***** Data provided *****

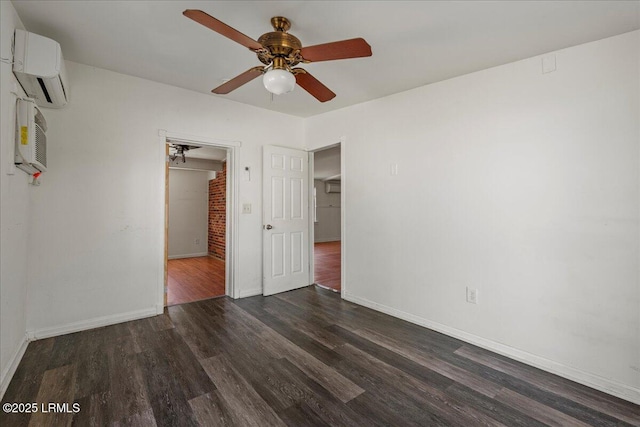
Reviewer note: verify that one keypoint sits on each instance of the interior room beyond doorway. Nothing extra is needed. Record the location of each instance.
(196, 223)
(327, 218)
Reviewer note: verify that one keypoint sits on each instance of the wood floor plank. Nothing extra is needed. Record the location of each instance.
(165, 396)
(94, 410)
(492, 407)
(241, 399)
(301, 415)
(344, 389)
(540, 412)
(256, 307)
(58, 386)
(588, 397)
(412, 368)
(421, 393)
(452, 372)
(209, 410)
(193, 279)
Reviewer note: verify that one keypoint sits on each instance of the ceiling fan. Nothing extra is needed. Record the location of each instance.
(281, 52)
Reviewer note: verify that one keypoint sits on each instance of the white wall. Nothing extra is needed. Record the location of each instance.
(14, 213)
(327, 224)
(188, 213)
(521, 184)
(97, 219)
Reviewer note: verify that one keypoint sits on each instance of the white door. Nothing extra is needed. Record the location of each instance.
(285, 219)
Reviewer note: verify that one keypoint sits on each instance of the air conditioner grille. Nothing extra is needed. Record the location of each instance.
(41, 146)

*****
***** Data provided *****

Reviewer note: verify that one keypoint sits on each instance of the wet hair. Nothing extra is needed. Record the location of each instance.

*****
***** Data provided *****

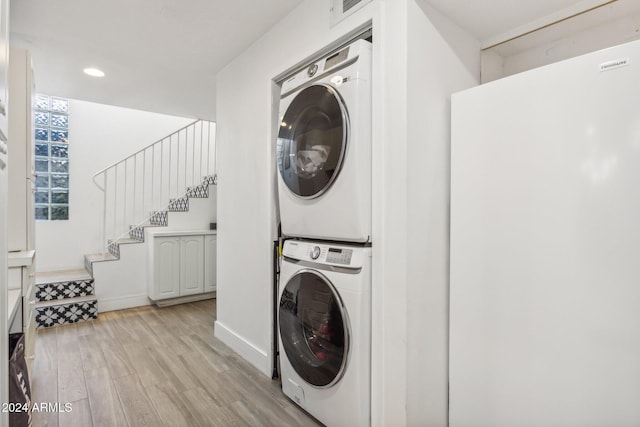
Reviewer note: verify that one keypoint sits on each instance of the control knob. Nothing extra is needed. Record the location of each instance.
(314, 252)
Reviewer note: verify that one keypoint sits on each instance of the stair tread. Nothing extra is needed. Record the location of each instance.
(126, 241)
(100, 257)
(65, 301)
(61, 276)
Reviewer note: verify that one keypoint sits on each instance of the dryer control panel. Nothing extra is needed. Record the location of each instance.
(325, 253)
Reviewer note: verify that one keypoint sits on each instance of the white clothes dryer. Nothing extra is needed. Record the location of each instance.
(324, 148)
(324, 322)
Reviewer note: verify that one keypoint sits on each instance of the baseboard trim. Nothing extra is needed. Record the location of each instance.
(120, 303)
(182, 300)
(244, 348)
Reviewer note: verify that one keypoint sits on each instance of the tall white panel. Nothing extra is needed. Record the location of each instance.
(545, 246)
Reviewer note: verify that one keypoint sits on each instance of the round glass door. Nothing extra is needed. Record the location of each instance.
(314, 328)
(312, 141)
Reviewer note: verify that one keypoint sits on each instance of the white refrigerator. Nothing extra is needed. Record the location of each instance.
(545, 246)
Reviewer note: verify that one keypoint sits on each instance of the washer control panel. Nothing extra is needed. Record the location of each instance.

*****

* Task to carry out
Could you retype the lines starting with the line that contains "the white refrigerator." and going on through the line that contains "of the washer", keeping each one identical?

* Expected output
Reviewer note: verify that one keypoint sits on each instance of the white refrigerator. Nothing extra is needed. Record the location of each instance.
(545, 246)
Reviewer note: verify that one keypoint sits on each instance of the washer control panel. Nothing extra is needed. Record the location of each instance.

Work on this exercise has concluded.